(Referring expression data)
*** Begin section ***
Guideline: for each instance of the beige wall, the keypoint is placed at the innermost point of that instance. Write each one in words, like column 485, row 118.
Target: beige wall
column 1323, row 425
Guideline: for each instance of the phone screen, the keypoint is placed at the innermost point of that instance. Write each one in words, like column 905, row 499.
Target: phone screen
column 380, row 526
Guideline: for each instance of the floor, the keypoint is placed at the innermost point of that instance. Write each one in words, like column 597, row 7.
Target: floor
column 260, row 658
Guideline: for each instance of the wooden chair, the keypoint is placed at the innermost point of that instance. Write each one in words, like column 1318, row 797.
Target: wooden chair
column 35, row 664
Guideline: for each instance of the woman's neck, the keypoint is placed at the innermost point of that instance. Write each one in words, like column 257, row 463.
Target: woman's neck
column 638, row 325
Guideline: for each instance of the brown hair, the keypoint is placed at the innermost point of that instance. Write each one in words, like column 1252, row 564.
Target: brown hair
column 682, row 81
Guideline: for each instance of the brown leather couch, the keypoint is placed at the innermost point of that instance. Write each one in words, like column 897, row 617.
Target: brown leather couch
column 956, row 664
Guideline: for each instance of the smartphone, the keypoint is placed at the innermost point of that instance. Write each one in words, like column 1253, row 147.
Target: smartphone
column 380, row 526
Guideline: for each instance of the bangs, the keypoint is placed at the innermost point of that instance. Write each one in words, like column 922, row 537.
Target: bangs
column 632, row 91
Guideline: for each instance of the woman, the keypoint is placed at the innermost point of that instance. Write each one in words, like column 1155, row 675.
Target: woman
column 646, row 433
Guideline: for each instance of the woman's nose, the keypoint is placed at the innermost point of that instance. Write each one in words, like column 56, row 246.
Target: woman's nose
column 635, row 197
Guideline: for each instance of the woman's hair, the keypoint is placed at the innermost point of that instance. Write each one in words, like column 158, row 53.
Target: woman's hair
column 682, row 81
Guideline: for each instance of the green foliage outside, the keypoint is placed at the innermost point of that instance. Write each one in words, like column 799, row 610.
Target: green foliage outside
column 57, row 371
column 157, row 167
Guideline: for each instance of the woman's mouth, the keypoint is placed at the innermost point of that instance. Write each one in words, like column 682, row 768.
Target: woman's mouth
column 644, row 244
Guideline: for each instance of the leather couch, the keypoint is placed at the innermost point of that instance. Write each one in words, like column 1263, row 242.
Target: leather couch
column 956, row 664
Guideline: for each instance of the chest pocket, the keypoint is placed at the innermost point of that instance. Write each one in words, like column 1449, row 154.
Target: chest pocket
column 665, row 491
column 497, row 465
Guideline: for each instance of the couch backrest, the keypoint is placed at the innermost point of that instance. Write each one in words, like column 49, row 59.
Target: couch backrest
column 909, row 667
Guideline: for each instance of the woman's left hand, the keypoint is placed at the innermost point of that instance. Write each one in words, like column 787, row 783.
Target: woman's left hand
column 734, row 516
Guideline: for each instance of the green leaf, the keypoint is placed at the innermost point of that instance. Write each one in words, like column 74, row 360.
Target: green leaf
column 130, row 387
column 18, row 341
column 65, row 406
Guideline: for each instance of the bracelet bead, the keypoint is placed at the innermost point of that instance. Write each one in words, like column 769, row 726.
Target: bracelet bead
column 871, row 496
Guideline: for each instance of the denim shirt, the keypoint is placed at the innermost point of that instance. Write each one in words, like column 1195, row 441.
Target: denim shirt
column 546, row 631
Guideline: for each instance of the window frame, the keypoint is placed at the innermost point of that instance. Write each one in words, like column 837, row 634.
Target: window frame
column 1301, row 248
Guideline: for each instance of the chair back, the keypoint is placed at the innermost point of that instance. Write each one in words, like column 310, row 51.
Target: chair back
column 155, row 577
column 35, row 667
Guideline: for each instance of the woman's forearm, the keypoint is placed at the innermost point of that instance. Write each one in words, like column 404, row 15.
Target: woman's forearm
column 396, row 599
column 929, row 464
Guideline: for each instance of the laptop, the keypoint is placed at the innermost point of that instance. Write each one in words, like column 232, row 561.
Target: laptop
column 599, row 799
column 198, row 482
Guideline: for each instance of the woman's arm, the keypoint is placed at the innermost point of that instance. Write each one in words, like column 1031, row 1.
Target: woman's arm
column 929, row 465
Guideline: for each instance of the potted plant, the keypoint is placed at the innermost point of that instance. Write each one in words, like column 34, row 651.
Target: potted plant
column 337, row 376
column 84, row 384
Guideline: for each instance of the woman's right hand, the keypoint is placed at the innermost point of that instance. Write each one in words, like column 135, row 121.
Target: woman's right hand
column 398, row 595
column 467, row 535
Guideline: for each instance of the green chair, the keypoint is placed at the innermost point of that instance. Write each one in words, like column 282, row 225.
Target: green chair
*** End section ***
A complete, exact repeat of the records is the required answer.

## Result of this exercise
Guideline: for each instance of the beige wall, the keypoint is placed at the innermost point of that instance. Write each one in words, like column 485, row 118.
Target: beige wall
column 1323, row 425
Guideline: for each instance of the phone screen, the keypoint is placed at the innermost point of that instance. Write each one in words, like column 905, row 499.
Target: phone screen
column 380, row 526
Guideline: for each instance of the floor, the keypoint is placed at the innermost point of that instance. Write each one in words, like column 597, row 7.
Target: floor
column 260, row 658
Guideline: for each instance of the wooden chair, the keypoint is placed at the innermost point of that instance. Write each one in words, like column 1318, row 797.
Target: wooden chair
column 35, row 664
Guideline: for each instance of the woman's neck, the keypoint is placed at the innermost point of that instance. Write each one in words, like column 257, row 463.
Target: woman's neck
column 638, row 325
Guideline: for each instance of the brown hair, the keypoint is placed at the innermost point of that instance. Write each one in words, like column 1252, row 564.
Target: brown hair
column 682, row 81
Guideline: for each instance of the brown leather couch, the keypoint is placed at the innermost point of that instance. Write each one in words, like column 897, row 617.
Target: brown leather couch
column 956, row 664
Guideline: for each instance of the smartphone, the keypoint is placed at the innermost point of that instance. Write each one in words, like column 1253, row 147.
Target: smartphone
column 380, row 526
Guideline: for each instance of the bangs, the keypoint is placed at the innermost point of that instance. Write each one in words, like column 922, row 537.
Target: bangs
column 632, row 91
Guideline: for each instance of the woman, the keypoint is placed at the innermost point of that instance. Write each one in words, like column 1155, row 675.
Target: woman
column 646, row 433
Guideline: for each instance of the woman's nose, the keypoint is placed at the innermost point of that instance. Write each one in words, like column 56, row 246.
Target: woman's nose
column 635, row 197
Guideline: for each instance of the woman's hair, the keypoint is placed at the innermost point of that instance. Write each one in words, like column 158, row 53.
Target: woman's hair
column 682, row 81
Guideline: for each instance of the green foliage outside, the keypoint is placed at the innermost point of that instance. Write each one in words, like column 799, row 610.
Target: green foliage outside
column 57, row 371
column 157, row 167
Guideline: for each instance of the woman's mouth, the keypoint is placed at the innermost point of that instance. Write each one in words, like column 682, row 768.
Target: woman's mouth
column 644, row 244
Guideline: for each instance of the leather couch, the keypoint is placed at the innermost point of that instance. Write each one in words, like column 1263, row 242.
Target: leather couch
column 956, row 664
Guideline: for each instance of the chest pocket, the keypoint is placed at the innermost point of that instance. Write each one in words, like column 1449, row 154.
Target: chest pocket
column 665, row 491
column 497, row 465
Guideline: for each instance of the couch backrest, the keypoint is placed at the innermost point of that instance. Write each one in words, like column 49, row 59.
Target: couch backrest
column 909, row 667
Guideline: for each instance of the woman's left hand, the keypoint is placed at the innermost point of that instance. Write each one in words, like column 787, row 783.
Target: woman's left hand
column 734, row 516
Guideline: for each instance of the green leaf, the keypoint is placed at the innermost point of that instance. Write each one in words, like column 74, row 360.
Target: green leaf
column 130, row 387
column 18, row 341
column 65, row 406
Guideline: for each instance of the bracelet bead, the keypoint is placed at the innermost point of that instance. Write each one in words, like column 769, row 726.
Target: bracelet bead
column 871, row 496
Guideline: for each instance of the denim shirt, the keypoint is placed at the innermost point of that instance. Write each one in words, like column 1195, row 441.
Target: denim shirt
column 546, row 631
Guideline: for each instance of the window frame, the keypoint is placed at the innermost point of that instance. Write each one in words, like column 837, row 634.
Target: window frame
column 1301, row 248
Guideline: for each instance of the chair back, the keypoint is placed at the innermost point of that instance. Write each one in words, like column 310, row 51.
Target: chair back
column 155, row 577
column 35, row 667
Guideline: for each instance of the woman's forearm, the keypoint is placed at the innermost point of that instance. Write each one in words, like column 404, row 15.
Target: woman's forearm
column 396, row 599
column 929, row 464
Guideline: for each instance of the laptop, the keypoint is placed at the innermost point of that instance. Write each one in words, like column 232, row 561.
Target: laptop
column 599, row 799
column 198, row 482
Guideline: for each instance of the woman's arm, the keypoint is placed at the innermost point of that instance. Write each one in words, like column 1031, row 1.
Target: woman's arm
column 929, row 465
Guideline: for each instance of the potted plant, the keypoint is placed at the innermost point of that instance. Write each one in words, like column 34, row 651.
Target: potted plant
column 337, row 376
column 84, row 384
Guideline: for each instance of the woman's right hand, the keypoint is placed at the innermost point of that instance. Write each one in words, like column 135, row 121.
Target: woman's right hand
column 398, row 595
column 467, row 535
Guideline: for each instance of the green chair, the keypoint is placed at the innermost point of that instance. Write each one in words, like column 282, row 225.
Target: green chair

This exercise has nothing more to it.